▶ [CONSIGNE 1]:
Recopiez le passage du texte sur l'espérance de vie qui débute par « La recherche sur » et se poursuit jusqu'à « des régions rurales. ».
▶ [CONSIGNE 2]:
Dans le texte sur l'espérance de vie, relevez tous les groupes de population dont les résultats de l'étude de la revue BMJ sont présentés.
▶ [CONSIGNE 3]:
D'après le texte sur l'espérance de vie, où se sont produites les plus fortes augmentations de décès pour les Noirs non hispaniques ?

── TEXTE ──

La recherche sur l’espérance de vie s’est récemment concentrée sur la mortalité des Blancs dans les zones rurales défavorisées. Toutefois, l’étude de la revue BMJ montre que les Blancs non hispaniques et les Hispaniques ont connu la plus forte augmentation proportionnelle de décès par surdose de drogues en zones périurbaines, tandis que les plus fortes augmentations de décès pour les Noirs non hispaniques se sont produites dans les petites villes. Les Amérindiens et les Inuits de l’Alaska vivant en région métropolitaine ont quant à eux connu une augmentation relativement plus importante du nombre de suicides que leurs homologues des régions rurales.

───
── DONNÉES SOURCES ──

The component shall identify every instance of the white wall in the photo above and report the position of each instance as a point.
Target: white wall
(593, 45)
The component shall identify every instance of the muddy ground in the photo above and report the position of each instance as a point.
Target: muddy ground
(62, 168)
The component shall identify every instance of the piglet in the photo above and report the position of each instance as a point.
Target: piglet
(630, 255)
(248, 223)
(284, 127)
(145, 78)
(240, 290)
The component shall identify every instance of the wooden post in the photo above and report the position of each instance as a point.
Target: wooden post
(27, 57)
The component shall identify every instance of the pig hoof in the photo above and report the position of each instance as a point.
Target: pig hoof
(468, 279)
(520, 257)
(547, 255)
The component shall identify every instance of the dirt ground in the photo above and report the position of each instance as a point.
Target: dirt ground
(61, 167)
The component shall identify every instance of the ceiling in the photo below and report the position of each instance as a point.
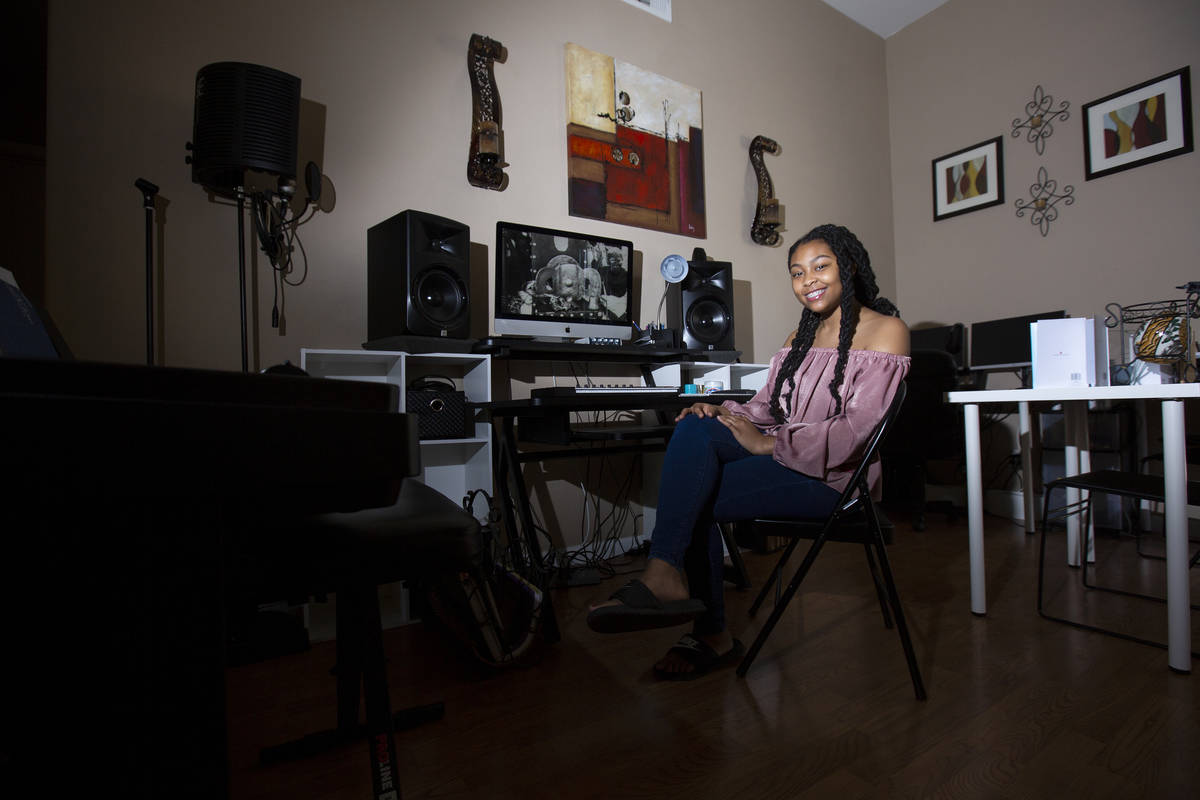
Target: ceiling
(885, 17)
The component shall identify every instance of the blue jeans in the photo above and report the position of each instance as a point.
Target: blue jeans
(708, 477)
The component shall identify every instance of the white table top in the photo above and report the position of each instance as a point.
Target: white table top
(1145, 391)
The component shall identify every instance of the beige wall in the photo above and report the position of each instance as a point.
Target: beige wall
(393, 78)
(960, 76)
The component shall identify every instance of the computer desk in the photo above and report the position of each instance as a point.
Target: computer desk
(1078, 459)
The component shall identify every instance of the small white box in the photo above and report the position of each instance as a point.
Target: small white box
(1069, 353)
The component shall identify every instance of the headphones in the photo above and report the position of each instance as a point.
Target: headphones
(432, 382)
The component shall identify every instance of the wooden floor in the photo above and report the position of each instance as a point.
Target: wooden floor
(1018, 707)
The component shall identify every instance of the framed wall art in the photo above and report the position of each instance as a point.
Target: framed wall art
(969, 180)
(635, 145)
(1139, 125)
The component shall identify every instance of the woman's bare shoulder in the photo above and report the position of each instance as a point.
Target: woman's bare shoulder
(882, 332)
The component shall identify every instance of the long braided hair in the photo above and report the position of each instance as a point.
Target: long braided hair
(858, 288)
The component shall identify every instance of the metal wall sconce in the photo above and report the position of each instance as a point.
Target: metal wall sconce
(485, 164)
(768, 214)
(1045, 198)
(1038, 119)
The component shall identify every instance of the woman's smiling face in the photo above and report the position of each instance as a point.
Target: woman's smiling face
(816, 280)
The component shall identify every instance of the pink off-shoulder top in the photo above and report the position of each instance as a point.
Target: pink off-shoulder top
(814, 440)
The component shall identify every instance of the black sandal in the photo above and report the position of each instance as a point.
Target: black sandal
(702, 659)
(639, 609)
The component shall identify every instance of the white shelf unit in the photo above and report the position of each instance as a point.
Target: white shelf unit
(453, 467)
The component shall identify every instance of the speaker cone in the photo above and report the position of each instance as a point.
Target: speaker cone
(439, 296)
(709, 320)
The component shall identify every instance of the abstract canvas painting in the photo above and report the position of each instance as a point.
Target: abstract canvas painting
(969, 180)
(635, 145)
(1139, 125)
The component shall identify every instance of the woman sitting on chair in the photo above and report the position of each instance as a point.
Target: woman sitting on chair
(787, 451)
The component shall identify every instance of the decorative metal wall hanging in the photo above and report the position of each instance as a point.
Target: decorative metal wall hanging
(768, 214)
(1039, 118)
(485, 164)
(1043, 208)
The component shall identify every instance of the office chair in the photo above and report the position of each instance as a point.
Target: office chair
(351, 554)
(855, 518)
(1105, 481)
(927, 428)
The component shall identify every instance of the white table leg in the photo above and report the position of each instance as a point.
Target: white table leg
(975, 509)
(1071, 468)
(1175, 474)
(1031, 512)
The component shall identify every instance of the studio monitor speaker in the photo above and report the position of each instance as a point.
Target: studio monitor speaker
(246, 116)
(418, 277)
(701, 306)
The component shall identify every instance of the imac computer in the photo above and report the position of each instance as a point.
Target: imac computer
(1000, 344)
(555, 284)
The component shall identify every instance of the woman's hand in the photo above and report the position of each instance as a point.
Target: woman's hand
(748, 435)
(703, 409)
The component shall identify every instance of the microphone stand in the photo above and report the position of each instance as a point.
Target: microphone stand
(241, 274)
(148, 193)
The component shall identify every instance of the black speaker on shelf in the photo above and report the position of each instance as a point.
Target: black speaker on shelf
(246, 116)
(701, 306)
(418, 277)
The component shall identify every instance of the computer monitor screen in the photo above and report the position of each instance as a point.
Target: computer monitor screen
(1005, 343)
(561, 284)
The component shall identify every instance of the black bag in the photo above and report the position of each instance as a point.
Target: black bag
(441, 410)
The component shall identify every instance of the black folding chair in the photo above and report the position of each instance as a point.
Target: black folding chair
(855, 518)
(1137, 486)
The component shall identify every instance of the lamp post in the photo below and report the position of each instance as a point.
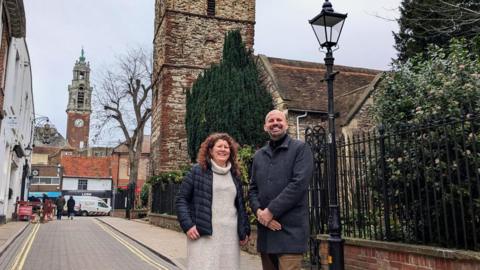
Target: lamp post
(327, 27)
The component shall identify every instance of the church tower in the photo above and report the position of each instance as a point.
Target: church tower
(189, 36)
(79, 104)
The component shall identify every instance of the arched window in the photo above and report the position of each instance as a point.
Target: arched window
(211, 7)
(80, 98)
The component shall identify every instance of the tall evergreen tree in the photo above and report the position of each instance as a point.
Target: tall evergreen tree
(424, 22)
(228, 97)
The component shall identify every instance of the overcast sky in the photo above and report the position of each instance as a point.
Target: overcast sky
(57, 30)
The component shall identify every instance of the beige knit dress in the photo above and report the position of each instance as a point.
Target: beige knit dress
(220, 250)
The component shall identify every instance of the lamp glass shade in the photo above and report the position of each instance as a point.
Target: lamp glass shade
(327, 27)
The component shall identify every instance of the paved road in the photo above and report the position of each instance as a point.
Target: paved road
(82, 243)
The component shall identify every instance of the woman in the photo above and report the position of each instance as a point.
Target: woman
(210, 206)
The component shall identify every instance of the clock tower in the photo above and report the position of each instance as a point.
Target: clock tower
(79, 104)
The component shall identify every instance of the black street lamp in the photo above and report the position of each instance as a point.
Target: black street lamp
(327, 27)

───

▶ [CORRIGÉ 1]:
La recherche sur l’espérance de vie s’est récemment concentrée sur la mortalité des Blancs dans les zones rurales défavorisées. Toutefois, l’étude de la revue BMJ montre que les Blancs non hispaniques et les Hispaniques ont connu la plus forte augmentation proportionnelle de décès par surdose de drogues en zones périurbaines, tandis que les plus fortes augmentations de décès pour les Noirs non hispaniques se sont produites dans les petites villes. Les Amérindiens et les Inuits de l’Alaska vivant en région métropolitaine ont quant à eux connu une augmentation relativement plus importante du nombre de suicides que leurs homologues des régions rurales.

▶ [CORRIGÉ 2]:
Les Blancs non hispaniques, les Hispaniques, les Noirs non hispaniques, les Amérindiens et les Inuits de l'Alaska.

▶ [CORRIGÉ 3]:
Dans les petites villes.